▶ WHAT TO PRODUCE: Extract everything from the line containing "In this exercise you will place a marker on the cockpit" down to the end of the entries, and reproduce those lines verbatim.

[start DATA PROVIDED]

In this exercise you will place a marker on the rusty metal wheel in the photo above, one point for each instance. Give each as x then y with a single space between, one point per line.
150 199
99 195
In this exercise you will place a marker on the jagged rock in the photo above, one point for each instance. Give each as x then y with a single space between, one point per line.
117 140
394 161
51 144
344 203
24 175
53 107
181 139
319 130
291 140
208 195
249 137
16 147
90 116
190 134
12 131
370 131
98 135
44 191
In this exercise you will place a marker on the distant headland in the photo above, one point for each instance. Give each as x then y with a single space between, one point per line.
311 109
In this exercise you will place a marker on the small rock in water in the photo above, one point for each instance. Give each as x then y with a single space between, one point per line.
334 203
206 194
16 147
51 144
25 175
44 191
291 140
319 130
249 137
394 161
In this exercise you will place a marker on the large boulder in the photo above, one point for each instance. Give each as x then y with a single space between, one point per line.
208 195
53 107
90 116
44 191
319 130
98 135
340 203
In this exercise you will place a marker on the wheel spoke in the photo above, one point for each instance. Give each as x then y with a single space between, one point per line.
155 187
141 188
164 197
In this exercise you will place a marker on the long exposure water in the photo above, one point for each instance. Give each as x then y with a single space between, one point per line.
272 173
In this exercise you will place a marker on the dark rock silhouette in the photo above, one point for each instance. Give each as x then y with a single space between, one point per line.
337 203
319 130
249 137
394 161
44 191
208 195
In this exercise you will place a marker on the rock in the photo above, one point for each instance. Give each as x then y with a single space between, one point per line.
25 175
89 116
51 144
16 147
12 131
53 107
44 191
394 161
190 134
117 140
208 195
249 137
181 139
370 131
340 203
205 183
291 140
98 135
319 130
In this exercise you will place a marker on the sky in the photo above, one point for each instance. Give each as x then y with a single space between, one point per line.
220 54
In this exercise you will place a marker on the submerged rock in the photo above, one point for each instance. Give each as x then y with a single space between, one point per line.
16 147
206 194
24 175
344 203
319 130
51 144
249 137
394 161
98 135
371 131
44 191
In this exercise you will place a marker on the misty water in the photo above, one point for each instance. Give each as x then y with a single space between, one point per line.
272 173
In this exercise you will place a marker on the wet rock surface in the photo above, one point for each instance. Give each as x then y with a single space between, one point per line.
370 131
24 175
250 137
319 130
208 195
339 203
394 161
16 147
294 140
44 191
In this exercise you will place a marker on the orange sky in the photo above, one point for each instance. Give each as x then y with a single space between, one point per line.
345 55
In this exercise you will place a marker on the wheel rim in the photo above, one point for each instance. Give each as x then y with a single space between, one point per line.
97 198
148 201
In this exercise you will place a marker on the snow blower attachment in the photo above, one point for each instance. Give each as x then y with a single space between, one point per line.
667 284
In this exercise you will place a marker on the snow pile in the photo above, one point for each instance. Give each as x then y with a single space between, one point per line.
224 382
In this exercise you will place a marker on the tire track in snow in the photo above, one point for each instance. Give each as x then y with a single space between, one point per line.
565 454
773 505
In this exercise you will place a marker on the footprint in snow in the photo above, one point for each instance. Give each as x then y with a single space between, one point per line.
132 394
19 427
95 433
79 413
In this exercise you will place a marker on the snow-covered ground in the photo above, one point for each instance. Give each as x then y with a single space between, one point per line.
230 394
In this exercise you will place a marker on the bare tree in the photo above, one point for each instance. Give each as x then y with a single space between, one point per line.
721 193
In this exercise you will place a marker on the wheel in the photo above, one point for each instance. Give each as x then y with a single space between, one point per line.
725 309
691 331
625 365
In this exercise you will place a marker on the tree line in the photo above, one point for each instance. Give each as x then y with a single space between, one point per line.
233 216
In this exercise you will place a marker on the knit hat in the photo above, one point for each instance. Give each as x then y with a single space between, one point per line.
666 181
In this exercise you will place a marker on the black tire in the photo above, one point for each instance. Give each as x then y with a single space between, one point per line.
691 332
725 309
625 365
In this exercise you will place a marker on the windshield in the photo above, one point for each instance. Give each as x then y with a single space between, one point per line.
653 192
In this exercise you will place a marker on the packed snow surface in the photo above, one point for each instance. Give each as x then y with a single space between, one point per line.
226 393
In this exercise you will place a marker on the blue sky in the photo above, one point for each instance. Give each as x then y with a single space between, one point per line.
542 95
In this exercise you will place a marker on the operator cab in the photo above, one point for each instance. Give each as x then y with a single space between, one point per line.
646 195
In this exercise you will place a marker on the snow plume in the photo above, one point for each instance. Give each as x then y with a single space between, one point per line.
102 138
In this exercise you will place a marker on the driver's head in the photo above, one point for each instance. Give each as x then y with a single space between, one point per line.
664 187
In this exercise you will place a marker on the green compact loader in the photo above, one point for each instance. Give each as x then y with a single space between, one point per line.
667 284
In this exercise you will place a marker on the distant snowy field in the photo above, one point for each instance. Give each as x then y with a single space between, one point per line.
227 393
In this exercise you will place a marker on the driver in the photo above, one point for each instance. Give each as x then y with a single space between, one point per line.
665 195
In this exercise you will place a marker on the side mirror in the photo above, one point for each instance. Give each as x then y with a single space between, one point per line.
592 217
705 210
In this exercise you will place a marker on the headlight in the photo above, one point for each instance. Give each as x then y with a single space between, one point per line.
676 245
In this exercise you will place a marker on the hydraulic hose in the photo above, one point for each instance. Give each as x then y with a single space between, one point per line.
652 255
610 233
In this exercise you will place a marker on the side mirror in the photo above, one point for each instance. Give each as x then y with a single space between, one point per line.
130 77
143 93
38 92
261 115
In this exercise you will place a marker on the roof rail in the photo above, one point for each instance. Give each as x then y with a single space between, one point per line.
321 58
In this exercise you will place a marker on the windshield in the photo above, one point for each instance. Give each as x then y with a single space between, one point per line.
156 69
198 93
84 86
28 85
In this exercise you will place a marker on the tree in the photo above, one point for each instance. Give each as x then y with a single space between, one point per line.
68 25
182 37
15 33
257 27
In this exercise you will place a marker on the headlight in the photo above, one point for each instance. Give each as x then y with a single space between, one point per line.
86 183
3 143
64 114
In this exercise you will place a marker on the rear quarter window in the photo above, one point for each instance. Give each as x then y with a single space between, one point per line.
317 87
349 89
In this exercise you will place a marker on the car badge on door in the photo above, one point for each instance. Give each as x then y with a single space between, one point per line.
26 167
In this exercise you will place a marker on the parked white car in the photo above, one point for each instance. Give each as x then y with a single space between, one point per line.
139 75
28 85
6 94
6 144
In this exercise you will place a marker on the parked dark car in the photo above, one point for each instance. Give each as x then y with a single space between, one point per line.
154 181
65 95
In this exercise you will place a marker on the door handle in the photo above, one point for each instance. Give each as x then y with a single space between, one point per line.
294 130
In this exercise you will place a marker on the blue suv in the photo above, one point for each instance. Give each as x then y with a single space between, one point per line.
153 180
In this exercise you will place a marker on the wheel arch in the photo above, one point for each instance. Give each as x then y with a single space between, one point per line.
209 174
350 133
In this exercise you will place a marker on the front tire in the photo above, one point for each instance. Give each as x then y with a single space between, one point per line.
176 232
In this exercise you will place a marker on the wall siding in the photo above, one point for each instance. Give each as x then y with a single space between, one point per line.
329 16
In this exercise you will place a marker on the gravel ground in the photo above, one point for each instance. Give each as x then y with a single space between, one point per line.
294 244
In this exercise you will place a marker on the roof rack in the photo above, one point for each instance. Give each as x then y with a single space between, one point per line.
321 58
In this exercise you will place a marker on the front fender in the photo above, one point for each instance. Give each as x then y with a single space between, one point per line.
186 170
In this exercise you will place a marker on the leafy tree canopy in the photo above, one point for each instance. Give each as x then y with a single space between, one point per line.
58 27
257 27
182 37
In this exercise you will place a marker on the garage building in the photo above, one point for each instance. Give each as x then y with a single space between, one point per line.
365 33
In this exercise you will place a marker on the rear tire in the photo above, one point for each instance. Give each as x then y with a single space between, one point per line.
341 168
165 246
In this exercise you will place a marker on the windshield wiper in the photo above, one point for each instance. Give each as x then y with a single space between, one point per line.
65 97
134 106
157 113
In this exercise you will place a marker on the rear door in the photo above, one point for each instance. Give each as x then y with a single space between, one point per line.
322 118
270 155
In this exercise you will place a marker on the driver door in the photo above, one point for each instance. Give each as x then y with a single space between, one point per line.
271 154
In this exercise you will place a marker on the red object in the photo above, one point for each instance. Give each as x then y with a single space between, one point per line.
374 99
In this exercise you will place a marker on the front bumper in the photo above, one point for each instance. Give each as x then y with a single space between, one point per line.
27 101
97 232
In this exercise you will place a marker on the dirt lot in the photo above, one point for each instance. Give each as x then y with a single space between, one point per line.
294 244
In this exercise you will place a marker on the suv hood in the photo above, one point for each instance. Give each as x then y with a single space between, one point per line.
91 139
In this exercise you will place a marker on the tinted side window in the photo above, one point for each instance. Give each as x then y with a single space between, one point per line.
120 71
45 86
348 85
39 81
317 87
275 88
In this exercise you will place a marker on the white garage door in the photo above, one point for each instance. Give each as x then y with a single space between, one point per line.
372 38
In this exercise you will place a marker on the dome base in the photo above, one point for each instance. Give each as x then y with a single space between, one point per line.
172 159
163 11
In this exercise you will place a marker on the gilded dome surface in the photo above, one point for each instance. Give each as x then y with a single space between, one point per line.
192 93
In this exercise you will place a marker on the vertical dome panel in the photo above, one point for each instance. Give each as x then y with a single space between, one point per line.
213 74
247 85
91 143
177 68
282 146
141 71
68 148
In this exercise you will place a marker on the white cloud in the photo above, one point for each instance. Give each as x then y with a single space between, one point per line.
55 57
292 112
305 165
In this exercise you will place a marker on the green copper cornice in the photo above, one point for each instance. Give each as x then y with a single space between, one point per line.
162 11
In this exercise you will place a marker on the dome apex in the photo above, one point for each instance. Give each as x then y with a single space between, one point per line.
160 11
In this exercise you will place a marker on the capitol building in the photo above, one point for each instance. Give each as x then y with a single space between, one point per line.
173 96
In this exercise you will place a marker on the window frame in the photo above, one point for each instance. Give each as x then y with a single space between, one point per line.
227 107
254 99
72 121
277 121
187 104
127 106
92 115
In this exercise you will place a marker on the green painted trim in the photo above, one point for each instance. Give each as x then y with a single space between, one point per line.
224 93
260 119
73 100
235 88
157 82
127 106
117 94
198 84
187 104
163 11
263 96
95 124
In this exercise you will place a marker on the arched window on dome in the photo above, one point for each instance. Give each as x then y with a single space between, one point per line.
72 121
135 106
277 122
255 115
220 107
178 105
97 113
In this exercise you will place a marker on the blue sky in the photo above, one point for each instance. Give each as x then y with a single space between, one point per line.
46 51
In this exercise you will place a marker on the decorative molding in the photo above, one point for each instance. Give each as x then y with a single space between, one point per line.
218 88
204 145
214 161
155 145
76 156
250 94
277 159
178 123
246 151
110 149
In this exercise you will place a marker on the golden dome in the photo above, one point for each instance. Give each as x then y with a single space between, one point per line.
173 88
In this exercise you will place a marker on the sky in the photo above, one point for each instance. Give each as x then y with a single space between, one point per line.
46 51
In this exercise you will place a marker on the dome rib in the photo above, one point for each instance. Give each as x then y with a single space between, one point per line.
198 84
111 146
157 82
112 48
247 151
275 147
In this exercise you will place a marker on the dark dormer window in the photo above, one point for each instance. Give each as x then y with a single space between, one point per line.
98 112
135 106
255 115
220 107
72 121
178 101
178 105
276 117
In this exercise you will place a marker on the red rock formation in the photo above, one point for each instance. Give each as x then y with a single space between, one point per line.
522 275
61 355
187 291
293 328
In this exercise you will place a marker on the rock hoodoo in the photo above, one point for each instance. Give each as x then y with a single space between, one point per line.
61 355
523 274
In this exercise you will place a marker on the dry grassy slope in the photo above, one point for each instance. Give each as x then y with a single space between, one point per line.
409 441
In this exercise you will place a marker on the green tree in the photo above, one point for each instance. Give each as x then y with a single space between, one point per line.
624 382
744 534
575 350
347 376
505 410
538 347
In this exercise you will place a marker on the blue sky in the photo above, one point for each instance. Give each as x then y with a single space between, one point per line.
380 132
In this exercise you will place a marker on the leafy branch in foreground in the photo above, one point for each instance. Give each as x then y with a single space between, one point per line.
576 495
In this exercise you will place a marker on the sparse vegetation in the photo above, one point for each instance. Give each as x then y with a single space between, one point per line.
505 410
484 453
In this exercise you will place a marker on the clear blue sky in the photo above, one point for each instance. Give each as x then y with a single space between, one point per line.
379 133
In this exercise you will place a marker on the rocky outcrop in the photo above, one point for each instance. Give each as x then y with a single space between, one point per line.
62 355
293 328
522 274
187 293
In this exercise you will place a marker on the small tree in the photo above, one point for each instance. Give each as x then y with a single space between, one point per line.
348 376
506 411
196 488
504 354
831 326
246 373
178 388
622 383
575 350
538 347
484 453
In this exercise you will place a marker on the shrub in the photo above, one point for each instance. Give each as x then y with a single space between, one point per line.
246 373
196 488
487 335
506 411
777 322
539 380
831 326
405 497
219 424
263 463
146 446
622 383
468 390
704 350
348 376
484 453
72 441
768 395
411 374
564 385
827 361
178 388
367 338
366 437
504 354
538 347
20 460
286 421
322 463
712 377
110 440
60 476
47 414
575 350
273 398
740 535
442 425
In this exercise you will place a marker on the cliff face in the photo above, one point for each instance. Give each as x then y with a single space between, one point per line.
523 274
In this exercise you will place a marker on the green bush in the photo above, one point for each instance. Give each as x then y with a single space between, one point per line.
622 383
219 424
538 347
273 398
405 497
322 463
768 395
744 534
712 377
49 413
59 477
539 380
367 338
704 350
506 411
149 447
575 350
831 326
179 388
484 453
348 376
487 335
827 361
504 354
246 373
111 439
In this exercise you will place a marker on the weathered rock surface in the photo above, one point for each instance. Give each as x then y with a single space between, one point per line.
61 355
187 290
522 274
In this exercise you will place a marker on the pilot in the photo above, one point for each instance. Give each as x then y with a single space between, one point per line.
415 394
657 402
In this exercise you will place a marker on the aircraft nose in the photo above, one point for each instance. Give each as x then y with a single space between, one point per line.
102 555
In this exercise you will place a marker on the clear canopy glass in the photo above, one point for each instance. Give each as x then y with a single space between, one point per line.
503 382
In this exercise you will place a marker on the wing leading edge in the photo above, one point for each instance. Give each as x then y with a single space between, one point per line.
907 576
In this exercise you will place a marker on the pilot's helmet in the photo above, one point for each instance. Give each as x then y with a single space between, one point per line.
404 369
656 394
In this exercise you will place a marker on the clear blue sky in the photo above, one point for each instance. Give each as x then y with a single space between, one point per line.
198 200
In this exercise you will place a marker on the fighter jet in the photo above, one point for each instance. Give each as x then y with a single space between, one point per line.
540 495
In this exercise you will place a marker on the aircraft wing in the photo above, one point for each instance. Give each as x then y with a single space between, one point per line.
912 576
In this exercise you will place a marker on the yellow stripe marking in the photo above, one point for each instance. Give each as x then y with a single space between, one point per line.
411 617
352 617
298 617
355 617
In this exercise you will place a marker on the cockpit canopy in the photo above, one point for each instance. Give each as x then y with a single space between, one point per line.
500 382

[end DATA PROVIDED]

▶ IN RESPONSE:
In this exercise you will place a marker on the cockpit canopy in the photo above, one point for each instance. Give each as x then y with a single space between, one point per line.
500 382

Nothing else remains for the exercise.